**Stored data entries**

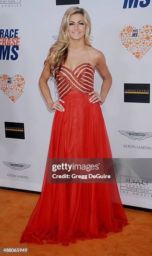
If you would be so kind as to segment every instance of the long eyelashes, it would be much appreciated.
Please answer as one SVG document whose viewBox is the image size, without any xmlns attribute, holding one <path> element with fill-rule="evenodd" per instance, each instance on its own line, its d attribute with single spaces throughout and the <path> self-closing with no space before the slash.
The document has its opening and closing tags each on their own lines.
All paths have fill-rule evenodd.
<svg viewBox="0 0 152 256">
<path fill-rule="evenodd" d="M 84 25 L 84 23 L 80 23 L 79 24 L 81 24 L 81 25 Z M 73 24 L 73 23 L 70 23 L 69 25 L 74 25 L 74 24 Z"/>
</svg>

**To be done**
Give the material above as a two-column CSV with the header instruction,output and one row per block: the text in the instruction column and the answer in the output column. Put each field in quotes, turn line breaks into spaces, and leave the pictures out.

**Expected output**
instruction,output
"If you would be so kind as to segment every instance of the long eyelashes, it would be much appreciated. Please answer as one SVG document whose viewBox is the image size, without any xmlns attribute, holding one <path> element with fill-rule=""evenodd"" per instance, each instance on its own line, its d attribute with single spaces throughout and the <path> self-closing with no space before the slash. The document has its opening and closing tags each on their own lines. All paths have fill-rule evenodd.","<svg viewBox=""0 0 152 256""> <path fill-rule=""evenodd"" d=""M 84 25 L 84 23 L 80 23 L 79 24 L 81 24 L 81 25 Z M 73 24 L 73 23 L 70 23 L 69 25 L 74 25 L 74 24 Z""/> </svg>"